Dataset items

* * * * * * *

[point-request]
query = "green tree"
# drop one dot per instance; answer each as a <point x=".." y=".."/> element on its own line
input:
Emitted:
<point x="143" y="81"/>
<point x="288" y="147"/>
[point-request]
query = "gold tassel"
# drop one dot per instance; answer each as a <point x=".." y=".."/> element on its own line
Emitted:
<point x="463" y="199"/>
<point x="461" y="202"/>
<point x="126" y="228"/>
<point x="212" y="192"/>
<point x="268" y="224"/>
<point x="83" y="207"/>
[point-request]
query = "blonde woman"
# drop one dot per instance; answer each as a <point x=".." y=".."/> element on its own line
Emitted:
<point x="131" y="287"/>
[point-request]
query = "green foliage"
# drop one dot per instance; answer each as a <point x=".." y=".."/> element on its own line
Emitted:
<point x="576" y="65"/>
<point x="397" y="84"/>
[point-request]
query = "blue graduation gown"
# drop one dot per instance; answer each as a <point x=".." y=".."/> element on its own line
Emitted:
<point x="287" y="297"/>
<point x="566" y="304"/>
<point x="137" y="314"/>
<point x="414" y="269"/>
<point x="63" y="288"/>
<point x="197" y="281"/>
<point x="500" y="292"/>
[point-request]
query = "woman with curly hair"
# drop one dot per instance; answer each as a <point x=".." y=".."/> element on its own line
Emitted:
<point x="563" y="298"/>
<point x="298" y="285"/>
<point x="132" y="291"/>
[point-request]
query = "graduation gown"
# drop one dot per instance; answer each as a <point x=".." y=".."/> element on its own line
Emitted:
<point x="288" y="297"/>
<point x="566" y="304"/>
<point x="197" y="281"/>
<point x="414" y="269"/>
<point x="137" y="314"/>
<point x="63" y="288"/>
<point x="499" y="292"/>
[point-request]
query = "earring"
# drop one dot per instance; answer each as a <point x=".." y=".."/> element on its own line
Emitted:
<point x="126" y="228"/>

* * * * * * *

• _Requirement_
Go through the records above and return every line that holds the string "query".

• _Response area_
query = "green tree"
query = "gold tassel"
query = "blonde woman"
query = "green foliage"
query = "blue graduation gown"
query = "woman with curly hair"
query = "graduation gown"
query = "earring"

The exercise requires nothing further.